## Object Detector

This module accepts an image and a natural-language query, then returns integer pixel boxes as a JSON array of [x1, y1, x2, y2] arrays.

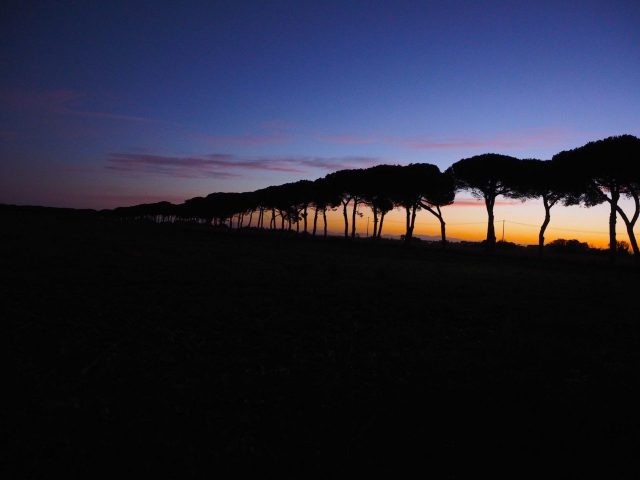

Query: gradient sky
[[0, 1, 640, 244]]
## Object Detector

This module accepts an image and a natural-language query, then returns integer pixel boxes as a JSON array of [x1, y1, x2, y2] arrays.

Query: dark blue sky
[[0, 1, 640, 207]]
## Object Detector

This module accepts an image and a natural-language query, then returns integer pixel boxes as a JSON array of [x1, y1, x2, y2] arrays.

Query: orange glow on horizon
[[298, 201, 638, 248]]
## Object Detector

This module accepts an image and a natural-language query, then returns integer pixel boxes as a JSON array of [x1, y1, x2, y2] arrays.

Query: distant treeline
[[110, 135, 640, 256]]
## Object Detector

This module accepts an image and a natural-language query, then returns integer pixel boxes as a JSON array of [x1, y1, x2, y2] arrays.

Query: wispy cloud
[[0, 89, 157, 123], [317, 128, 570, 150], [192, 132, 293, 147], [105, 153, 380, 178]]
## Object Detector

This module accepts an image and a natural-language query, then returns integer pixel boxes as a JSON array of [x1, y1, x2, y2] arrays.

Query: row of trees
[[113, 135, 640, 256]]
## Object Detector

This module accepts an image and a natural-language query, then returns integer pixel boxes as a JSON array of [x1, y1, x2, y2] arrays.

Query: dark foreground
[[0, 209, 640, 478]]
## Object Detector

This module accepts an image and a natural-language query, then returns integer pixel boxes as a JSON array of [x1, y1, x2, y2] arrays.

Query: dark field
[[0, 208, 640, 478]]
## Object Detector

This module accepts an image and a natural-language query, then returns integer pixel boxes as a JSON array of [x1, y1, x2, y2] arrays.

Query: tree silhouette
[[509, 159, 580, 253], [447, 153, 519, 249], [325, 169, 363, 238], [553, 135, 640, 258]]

++++++

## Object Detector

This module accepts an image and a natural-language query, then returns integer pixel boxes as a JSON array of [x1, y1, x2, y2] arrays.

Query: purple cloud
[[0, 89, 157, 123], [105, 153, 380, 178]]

++++++

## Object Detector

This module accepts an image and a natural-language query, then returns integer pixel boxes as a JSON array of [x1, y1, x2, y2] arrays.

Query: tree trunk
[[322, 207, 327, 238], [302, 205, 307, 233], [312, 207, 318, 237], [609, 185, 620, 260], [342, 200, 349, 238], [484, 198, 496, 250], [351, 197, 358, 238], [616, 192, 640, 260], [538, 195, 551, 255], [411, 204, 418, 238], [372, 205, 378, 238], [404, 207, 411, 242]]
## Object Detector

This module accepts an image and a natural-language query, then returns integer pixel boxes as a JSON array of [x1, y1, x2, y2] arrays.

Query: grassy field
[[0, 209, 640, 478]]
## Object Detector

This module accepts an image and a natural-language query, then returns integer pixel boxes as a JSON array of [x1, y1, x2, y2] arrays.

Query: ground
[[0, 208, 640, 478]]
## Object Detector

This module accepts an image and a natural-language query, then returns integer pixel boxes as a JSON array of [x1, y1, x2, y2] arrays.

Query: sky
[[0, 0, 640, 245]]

++++++

Extract every line from the items above that contains the string "field". Case matters, so a line counts only if its letters match in uppercase and lowercase.

Query: dark field
Query: grassy field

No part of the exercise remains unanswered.